Stored data =>

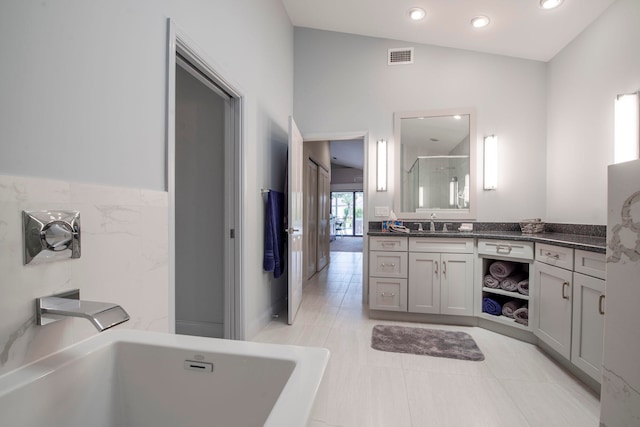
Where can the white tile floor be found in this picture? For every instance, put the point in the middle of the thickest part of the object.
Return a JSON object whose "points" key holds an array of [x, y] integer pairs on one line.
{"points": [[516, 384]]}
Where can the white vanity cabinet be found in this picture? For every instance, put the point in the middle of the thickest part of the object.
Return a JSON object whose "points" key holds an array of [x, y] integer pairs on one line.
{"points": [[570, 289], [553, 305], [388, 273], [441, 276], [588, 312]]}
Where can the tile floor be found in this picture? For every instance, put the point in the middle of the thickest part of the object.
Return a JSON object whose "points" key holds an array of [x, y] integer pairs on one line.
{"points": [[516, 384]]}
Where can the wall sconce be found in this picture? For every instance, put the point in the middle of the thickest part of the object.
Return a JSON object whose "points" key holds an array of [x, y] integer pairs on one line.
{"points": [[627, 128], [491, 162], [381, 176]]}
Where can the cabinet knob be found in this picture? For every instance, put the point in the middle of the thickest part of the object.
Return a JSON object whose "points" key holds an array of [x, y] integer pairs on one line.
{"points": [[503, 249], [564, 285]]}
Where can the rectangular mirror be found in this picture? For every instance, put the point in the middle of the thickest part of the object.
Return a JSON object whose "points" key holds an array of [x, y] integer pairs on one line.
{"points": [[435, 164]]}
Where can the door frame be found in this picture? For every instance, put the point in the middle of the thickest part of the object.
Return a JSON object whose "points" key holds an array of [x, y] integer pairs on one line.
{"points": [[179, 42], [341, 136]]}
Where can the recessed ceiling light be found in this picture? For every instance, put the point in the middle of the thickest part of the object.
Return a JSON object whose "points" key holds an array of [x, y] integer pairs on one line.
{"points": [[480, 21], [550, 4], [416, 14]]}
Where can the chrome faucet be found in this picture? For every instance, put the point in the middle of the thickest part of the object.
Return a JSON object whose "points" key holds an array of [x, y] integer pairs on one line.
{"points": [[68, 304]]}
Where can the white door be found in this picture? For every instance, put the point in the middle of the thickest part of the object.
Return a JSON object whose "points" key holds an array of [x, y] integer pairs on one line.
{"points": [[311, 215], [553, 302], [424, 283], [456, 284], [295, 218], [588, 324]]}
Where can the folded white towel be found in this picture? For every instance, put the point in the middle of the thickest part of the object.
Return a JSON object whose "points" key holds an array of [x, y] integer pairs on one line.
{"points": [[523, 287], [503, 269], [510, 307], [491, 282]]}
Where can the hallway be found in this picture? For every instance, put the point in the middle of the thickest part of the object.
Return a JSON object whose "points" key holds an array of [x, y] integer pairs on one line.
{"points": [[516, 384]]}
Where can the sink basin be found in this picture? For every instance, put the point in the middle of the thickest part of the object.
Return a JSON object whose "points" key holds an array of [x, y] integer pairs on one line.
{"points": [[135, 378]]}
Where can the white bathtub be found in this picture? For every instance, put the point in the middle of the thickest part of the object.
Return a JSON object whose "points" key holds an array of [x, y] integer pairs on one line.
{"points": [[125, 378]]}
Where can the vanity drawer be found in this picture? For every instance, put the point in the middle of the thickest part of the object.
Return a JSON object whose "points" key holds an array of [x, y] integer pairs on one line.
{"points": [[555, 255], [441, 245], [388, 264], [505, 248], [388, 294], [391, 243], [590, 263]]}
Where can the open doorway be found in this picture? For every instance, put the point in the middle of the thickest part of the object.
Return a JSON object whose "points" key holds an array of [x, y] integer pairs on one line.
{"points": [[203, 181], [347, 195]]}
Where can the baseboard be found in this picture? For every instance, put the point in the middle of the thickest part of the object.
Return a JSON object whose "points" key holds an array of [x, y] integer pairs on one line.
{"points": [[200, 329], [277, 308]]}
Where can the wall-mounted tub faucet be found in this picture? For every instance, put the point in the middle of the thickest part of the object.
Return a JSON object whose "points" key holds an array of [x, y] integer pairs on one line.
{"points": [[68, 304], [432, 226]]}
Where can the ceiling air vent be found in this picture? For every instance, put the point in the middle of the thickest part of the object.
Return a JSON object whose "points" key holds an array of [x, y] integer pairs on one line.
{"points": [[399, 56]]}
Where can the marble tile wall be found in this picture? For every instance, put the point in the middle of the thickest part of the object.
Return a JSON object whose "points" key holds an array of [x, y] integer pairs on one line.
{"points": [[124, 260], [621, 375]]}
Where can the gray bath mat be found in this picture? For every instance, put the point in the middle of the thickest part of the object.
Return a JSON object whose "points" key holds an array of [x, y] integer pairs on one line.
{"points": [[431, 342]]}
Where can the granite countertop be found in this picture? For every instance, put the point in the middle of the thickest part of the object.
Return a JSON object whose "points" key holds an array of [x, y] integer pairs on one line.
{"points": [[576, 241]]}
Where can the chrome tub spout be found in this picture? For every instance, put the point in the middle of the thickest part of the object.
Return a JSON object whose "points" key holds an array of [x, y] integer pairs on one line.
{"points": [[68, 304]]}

To do =>
Repeat every entry above word for word, and include no pictures.

Response to the task =>
Where can the white tile floor be found in this picture? For every instance, put the point in the middle of the thickest part of the object.
Return a JSON object whose "points" key holds an array of [x, y] integer pairs on one line.
{"points": [[516, 384]]}
Where can the white vanity cabinet be found in this picture? For every instance, put the point in the middle of the thickest part of the object.
Return a JSON object whose "points" key holds an array of [x, y] integer pairs on one line.
{"points": [[570, 289], [553, 305], [388, 273], [441, 276], [588, 312]]}
Where can the tile floor be found in this picture? For every instance, put the point in the middle of the thickest part of the object.
Return a JSON object whose "points" key holds an array of [x, y] integer pairs on one line.
{"points": [[516, 384]]}
Where can the wall sconce be found in this picture? For every instance, put the point in the middle of the thickest part of the object.
Return a JSON object whose "points" key holds an array of [x, y] integer pairs on one line.
{"points": [[627, 128], [491, 162], [381, 176]]}
Where can the cabinet knob be found in this picture? For every instance, put the point in the middle of the thickest part of the object.
Return a JSON object whose "points" key holds an array of [x, y] integer pairs on one line.
{"points": [[503, 249], [564, 285]]}
Where can the rectangular mirror be found in this picture? For every instance, put the point in the middle of the thickest part of the object.
Return a JSON object whose "points" key holds an array of [x, y] integer pairs on one line.
{"points": [[435, 164]]}
Where can the door frame be found in this picture? For every instance, put the point in the middle of the thickest part of the object.
Return a JSON object whose "points" key holds an array of [x, y] integer pairs on one line.
{"points": [[179, 42], [341, 136]]}
Where can the recessed ceiling light be found in this picture? For every instance, put the point in the middle of the thickest part of the object.
Return a JSON object whose "points" key holds an array of [x, y] integer pairs on one line.
{"points": [[480, 21], [550, 4], [416, 14]]}
Where can the chrome faucet be found in this picture? For every instance, put the point in the middle of the thickest part of the object.
Return a JSON object whose "points" key holds an array of [x, y] integer pairs on one line.
{"points": [[68, 304]]}
Where can the white door be found in this picture? For every instance, put the point in the middle of the thickest part of the object.
Return a JSON object whose "points" key holds an array of [x, y] integer pairs on one line.
{"points": [[311, 215], [553, 302], [424, 283], [456, 284], [295, 218], [588, 324]]}
Where can the folded white towel be found in this picture? For every instance, put the point in the middle of the thickest part of the object.
Return a JSON object whose "points" key holds an array of [x, y] integer pairs on one line.
{"points": [[523, 287], [503, 269], [510, 307], [491, 282]]}
Where can the hallway be found in this picture? For every instance, put the point in the middle of the thickest part of the object.
Return a JSON object whose "points" key holds an array of [x, y] integer pairs on one line.
{"points": [[516, 384]]}
Where can the sink basin be found in this picture? For every instance, put the point in the middle of the thickest part of the object.
Return a JSON object whose "points" key holds an array of [x, y] integer pairs on one line.
{"points": [[135, 378]]}
Where can the white bathtub be found in this picture? For every instance, put the point in the middle of the thickest part of the object.
Return a JSON object whose "points" key holds an array of [x, y] integer pairs on one line.
{"points": [[125, 378]]}
Where can the vanity drawer be found in this picture? For every instance, put the point in the middle of the thickest part of the object.
Return a JSON object whose "points" key holds an array of [x, y] integer pairs on one line.
{"points": [[555, 255], [441, 245], [388, 264], [505, 248], [388, 294], [391, 243], [590, 263]]}
Where can the open doorway be found in this picture? For every instance, put the point in the middle of the thickest part of the object.
Return a JSON object whose "points" key holds an array of [x, y] integer pairs on one line.
{"points": [[203, 181], [347, 195]]}
Where can the baseboard be found in this picture? For every instance, put the point in the middle of the thickest part of the object.
Return a JSON object whose "points" key holds an array of [x, y] integer pairs on one line.
{"points": [[200, 329], [277, 308]]}
Where can the wall-mounted tub faucet be found in this picture? For every instance, put the point in the middle of the thickest part of the object.
Return a JSON object whose "points" key holds an array of [x, y] integer pairs on one line.
{"points": [[68, 304], [432, 226]]}
Where can the ceiling air vent be found in this picture? For every instance, put the point in the middle of the thickest part of the object.
Return a JSON object whose "points" key holds an array of [x, y] integer pairs on one line.
{"points": [[399, 56]]}
Where can the marble tile wall be found in this picture? For every instance, put the point in the middle of the thickest part of the object.
Return a JSON object whose "points" key holds an array of [x, y] integer pairs on one line.
{"points": [[124, 260], [621, 375]]}
Where can the gray bath mat be found in this picture? For every instance, put the point in the middle of the thickest part of the object.
Return a JSON object whose "points" key holds an array of [x, y] integer pairs on one line.
{"points": [[431, 342]]}
Where can the granite countertop be found in this picture? For every instance, put the point in the middle of the thickest part of the object.
Return a JSON object whose "points" key holds an array of [x, y] integer pairs on one line.
{"points": [[576, 241]]}
Where can the chrome tub spout be found in this picture? For every instance, put the point in the middle of the thickest part of the object.
Return a JSON object whose "points" key holds an array of [x, y] integer pairs on one line.
{"points": [[68, 304]]}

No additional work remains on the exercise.